[GIVEN REQUEST 1]: In the forum thread on console programming, what language did console programmers discover only a few years ago?

[DOCUMENT EXTRACT]:
The Broadband Engine in the PS3 is an utter dream to code for. It is what I and every other console engineer that I use to have discussions with five years ago dreamed of when the end of the Mhz race was on the horizon.

2006-03-12 6:11 am
rayiner
I hope you realize that console programmers live in a subspace completely seperate from the regular programming universe. Console programmers just discovered C a few years ago, and think nothing of breaking out the assembler on occasion.
Regular programmers live with a million layers of software between them and the hardware. We write performance-intensive simulations in interpreted languages and don’t give it a second thought. We get pissy if we don’t have a GC, and would probably faint at the sight of PowerPC assembly.

[GIVEN REQUEST 2]: Reproduce the entries word for word, beginning at their first line and continuing through the line that contains "pixel 826 70".

Excerpts of pointing data
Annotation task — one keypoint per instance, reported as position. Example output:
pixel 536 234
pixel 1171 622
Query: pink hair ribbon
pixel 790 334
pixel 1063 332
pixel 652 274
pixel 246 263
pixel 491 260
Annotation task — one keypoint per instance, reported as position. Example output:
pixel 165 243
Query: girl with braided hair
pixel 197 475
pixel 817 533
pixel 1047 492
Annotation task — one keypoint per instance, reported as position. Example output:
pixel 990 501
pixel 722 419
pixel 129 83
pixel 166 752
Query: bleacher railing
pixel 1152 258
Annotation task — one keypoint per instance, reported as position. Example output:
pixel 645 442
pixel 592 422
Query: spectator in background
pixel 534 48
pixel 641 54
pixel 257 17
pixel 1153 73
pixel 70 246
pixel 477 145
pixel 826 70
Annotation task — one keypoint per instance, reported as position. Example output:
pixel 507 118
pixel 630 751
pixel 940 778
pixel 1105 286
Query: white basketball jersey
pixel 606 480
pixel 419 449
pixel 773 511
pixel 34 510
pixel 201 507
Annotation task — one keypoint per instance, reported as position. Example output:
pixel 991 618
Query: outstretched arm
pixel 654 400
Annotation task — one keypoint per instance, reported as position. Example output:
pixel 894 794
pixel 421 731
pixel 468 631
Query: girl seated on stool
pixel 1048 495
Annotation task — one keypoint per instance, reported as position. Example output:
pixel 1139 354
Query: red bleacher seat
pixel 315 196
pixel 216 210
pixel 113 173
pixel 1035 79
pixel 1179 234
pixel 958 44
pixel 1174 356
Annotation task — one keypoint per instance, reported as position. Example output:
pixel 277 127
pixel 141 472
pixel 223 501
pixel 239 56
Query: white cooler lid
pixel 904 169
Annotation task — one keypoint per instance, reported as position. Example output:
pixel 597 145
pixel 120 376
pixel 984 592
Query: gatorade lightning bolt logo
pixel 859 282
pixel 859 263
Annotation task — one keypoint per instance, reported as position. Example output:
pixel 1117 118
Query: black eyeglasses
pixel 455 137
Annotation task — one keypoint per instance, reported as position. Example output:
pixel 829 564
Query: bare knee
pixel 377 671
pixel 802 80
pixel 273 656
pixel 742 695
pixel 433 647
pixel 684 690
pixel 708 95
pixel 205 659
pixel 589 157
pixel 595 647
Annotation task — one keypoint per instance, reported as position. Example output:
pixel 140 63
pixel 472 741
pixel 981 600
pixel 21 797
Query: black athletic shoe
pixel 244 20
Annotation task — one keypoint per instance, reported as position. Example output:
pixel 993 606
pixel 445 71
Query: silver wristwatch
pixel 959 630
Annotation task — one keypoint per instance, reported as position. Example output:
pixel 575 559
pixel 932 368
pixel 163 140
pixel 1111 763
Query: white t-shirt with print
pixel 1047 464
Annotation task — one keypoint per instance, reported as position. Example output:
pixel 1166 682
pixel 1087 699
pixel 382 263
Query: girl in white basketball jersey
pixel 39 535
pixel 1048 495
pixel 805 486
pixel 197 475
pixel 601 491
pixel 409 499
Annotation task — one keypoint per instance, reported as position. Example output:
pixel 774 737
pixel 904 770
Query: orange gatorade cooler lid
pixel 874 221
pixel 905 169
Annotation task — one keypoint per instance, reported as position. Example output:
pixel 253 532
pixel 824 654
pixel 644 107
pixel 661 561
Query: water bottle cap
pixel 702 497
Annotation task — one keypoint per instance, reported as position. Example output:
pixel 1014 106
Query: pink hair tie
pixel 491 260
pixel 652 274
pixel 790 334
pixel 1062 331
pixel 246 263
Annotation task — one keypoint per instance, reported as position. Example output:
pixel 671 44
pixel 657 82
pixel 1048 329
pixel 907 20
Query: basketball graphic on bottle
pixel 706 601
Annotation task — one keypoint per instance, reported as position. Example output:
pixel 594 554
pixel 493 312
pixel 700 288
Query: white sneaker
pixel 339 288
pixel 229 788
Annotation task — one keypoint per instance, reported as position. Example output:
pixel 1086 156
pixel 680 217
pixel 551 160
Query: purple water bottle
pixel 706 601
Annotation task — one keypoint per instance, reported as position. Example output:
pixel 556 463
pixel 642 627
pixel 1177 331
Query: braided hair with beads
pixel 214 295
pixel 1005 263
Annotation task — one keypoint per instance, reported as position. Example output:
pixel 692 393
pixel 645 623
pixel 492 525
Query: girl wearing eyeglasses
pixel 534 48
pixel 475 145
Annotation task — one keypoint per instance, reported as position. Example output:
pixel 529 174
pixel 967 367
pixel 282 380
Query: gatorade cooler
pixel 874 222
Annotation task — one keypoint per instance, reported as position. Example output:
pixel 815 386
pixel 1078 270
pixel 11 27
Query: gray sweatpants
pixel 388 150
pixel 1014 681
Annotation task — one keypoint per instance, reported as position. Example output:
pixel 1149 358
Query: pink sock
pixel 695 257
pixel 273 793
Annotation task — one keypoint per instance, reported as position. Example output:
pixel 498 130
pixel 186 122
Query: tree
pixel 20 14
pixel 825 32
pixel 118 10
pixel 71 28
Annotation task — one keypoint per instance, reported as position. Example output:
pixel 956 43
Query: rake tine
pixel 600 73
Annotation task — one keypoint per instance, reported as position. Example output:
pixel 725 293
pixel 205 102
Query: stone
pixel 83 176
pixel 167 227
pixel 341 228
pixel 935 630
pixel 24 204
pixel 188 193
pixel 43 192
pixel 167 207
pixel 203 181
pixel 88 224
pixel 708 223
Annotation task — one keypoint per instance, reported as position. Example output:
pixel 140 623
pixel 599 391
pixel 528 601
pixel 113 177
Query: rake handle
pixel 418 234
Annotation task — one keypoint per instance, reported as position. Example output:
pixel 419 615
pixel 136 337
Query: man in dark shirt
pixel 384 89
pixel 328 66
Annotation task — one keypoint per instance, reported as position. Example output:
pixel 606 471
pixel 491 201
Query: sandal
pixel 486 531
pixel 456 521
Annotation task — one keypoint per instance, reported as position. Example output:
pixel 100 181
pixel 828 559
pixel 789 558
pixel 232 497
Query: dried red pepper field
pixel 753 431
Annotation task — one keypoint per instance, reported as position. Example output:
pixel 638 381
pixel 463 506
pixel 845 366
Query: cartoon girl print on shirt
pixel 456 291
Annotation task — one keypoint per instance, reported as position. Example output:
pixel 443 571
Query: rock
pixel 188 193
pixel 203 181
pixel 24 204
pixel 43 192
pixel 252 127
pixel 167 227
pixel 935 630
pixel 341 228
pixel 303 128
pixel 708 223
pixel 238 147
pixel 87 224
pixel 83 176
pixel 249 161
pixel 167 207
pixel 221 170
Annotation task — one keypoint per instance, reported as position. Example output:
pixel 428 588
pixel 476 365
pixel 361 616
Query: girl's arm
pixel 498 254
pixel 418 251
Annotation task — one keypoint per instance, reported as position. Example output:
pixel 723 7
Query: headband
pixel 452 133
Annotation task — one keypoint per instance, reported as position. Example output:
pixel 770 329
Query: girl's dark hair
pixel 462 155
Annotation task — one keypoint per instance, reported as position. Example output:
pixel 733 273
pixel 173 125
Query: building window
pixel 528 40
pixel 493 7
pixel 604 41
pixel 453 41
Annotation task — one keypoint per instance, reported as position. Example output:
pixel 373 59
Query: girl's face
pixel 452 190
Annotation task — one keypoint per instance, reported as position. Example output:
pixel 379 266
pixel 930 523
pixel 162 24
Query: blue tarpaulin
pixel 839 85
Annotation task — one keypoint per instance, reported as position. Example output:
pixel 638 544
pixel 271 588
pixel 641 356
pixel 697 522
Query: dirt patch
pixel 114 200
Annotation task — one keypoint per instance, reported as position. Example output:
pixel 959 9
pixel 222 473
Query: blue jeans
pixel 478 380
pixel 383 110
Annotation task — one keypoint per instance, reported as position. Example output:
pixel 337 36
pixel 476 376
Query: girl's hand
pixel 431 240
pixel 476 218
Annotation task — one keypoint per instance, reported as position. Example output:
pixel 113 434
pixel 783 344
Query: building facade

[EXERCISE OUTPUT 1]: C

[EXERCISE OUTPUT 2]:
Annotation task — one keypoint per instance, reported as position. Example output:
pixel 536 234
pixel 1171 622
Query: pink hair ribbon
pixel 790 334
pixel 1063 332
pixel 652 274
pixel 246 263
pixel 491 260
Annotation task — one keypoint per instance, reported as position. Example output:
pixel 165 243
Query: girl with braided hair
pixel 197 475
pixel 817 533
pixel 1047 492
Annotation task — one keypoint per instance, reported as position. Example output:
pixel 990 501
pixel 722 419
pixel 129 83
pixel 166 752
Query: bleacher railing
pixel 1152 258
Annotation task — one keypoint per instance, reported as position. Example output:
pixel 645 442
pixel 592 422
Query: spectator in background
pixel 534 48
pixel 641 54
pixel 257 17
pixel 1153 73
pixel 70 246
pixel 477 145
pixel 826 70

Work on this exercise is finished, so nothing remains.